> **Directions**
Copy everything in the data below exactly except the pictures.

Coordinate annotation entries:
▽

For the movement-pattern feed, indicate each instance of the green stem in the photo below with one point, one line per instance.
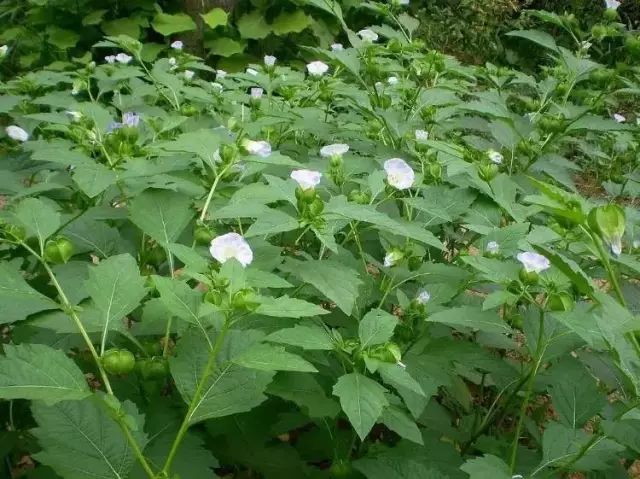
(208, 370)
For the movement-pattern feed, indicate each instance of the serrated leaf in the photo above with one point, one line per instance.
(286, 307)
(376, 327)
(17, 299)
(362, 399)
(161, 214)
(116, 287)
(36, 371)
(79, 439)
(310, 337)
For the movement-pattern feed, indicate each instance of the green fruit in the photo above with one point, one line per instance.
(118, 361)
(58, 251)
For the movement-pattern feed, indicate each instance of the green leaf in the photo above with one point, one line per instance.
(376, 327)
(36, 371)
(161, 214)
(17, 299)
(286, 307)
(362, 399)
(38, 218)
(253, 25)
(335, 280)
(79, 439)
(291, 22)
(486, 467)
(469, 317)
(166, 24)
(310, 337)
(267, 357)
(230, 389)
(116, 287)
(215, 17)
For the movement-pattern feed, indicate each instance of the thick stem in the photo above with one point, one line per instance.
(208, 370)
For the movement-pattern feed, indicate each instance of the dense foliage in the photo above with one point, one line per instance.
(383, 263)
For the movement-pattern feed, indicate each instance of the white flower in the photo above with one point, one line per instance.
(533, 262)
(17, 133)
(493, 247)
(423, 297)
(337, 149)
(317, 68)
(306, 179)
(495, 157)
(123, 58)
(367, 35)
(231, 245)
(613, 4)
(422, 135)
(259, 148)
(256, 93)
(399, 174)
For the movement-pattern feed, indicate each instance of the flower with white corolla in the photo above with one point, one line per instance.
(335, 150)
(231, 246)
(423, 297)
(422, 135)
(495, 157)
(399, 174)
(123, 58)
(256, 93)
(533, 262)
(367, 35)
(317, 68)
(306, 179)
(258, 148)
(16, 133)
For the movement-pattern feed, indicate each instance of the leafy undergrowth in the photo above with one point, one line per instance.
(377, 267)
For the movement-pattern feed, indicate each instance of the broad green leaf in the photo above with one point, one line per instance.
(286, 307)
(116, 287)
(487, 467)
(38, 218)
(253, 25)
(267, 357)
(80, 439)
(166, 24)
(469, 317)
(335, 280)
(36, 371)
(309, 337)
(304, 390)
(215, 17)
(230, 389)
(17, 299)
(161, 214)
(362, 399)
(376, 327)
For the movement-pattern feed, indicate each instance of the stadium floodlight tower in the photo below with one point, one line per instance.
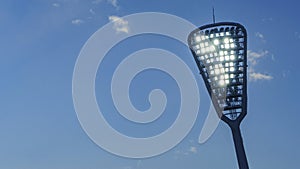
(220, 51)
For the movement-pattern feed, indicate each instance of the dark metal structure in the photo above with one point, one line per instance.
(220, 51)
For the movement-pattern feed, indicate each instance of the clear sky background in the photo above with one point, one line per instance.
(40, 42)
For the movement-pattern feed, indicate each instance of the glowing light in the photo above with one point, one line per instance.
(232, 57)
(197, 38)
(216, 42)
(226, 40)
(221, 58)
(227, 46)
(226, 57)
(222, 82)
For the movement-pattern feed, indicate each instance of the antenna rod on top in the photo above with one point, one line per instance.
(214, 18)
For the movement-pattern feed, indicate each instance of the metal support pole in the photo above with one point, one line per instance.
(239, 146)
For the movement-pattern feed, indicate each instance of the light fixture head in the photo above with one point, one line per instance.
(220, 51)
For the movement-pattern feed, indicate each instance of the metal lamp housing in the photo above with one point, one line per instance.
(220, 51)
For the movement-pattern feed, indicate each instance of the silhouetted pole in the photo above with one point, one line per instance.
(239, 146)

△

> **Answer to this exercise**
For the movement-pattern feed, indicate each instance of the green stem in the photo below with one point, one line per instance.
(208, 370)
For the movement-pattern feed, indicate each instance of the serrated leaf in the photo above with one point, one line per instance.
(286, 307)
(376, 327)
(17, 299)
(362, 399)
(161, 214)
(116, 287)
(36, 371)
(79, 439)
(310, 337)
For the movement-pattern feed, indicate each instance of the green fruit in the photo above with one point, one line per instance.
(118, 361)
(58, 251)
For the movement-pattern feed, indicate each instance of the green leaf in the photo above with one point, one line per instance.
(376, 327)
(36, 371)
(161, 214)
(17, 299)
(286, 307)
(362, 399)
(38, 218)
(253, 25)
(335, 280)
(79, 439)
(291, 22)
(486, 467)
(469, 317)
(166, 24)
(310, 337)
(267, 357)
(230, 389)
(116, 287)
(215, 17)
For the movement-pattern feed, indicate each instance of the thick stem in the photo above with one point, one line per instance.
(208, 370)
For the movement-pattern feed, indicate each instance of the dense foliage in the photo above with one point, one line per instance.
(383, 263)
For the movement-pattern feed, indicate each instance of the white flower in the photo above with one point, one line per instance.
(533, 262)
(17, 133)
(493, 247)
(423, 297)
(337, 149)
(317, 68)
(306, 179)
(495, 157)
(123, 58)
(367, 35)
(231, 245)
(613, 4)
(422, 135)
(259, 148)
(256, 93)
(399, 174)
For the movement-pattern feed, indicate each instance of the flower with white corolla in the photo above with one point, one line per instance.
(335, 150)
(231, 246)
(423, 297)
(422, 135)
(495, 157)
(399, 174)
(123, 58)
(256, 93)
(533, 262)
(367, 35)
(317, 68)
(306, 179)
(258, 148)
(16, 133)
For the movement-pattern feed, indicate each instance of the leafy undergrowth in the photo above with one point, one line per instance.
(377, 267)
For the movement-pattern feed, indicate each instance of the broad green leaf in the photo above with one point, one line per instance.
(286, 307)
(116, 287)
(487, 467)
(38, 218)
(253, 25)
(267, 357)
(80, 439)
(166, 24)
(469, 317)
(335, 280)
(36, 371)
(309, 337)
(304, 390)
(215, 17)
(230, 389)
(17, 299)
(161, 214)
(362, 399)
(376, 327)
For the movement-pattern feed, indicate each instance of the stadium floodlight tower in the photo below with one point, one line per instance.
(220, 51)
For the movement-pattern feed, indicate each instance of the dark metal structure in the photo above with one point, one line per instance.
(220, 51)
For the movement-pattern feed, indicate each instance of the clear sky background in the photo above with one point, one line per instance.
(40, 42)
For the movement-pattern feed, indicate each instance of the glowing light in the photo above with one point, one line per instance.
(232, 57)
(197, 38)
(216, 42)
(226, 40)
(221, 58)
(227, 46)
(226, 57)
(222, 82)
For the movement-pattern feed, indicate each instance of the antenna rod on top in the photo above with one point, one line per instance.
(214, 18)
For the movement-pattern feed, indicate each instance of the metal support pole in the photo above with one point, one line per instance.
(239, 146)
For the movement-pattern feed, indicate each instance of the light fixture head in the photo above with one point, one line per instance.
(220, 51)
For the movement-pattern feed, indicate each instance of the metal lamp housing in the photo above with one point, one line per instance.
(220, 51)
For the movement-pattern feed, indicate each instance of the silhouetted pole in the photo above with one point, one line per instance.
(239, 146)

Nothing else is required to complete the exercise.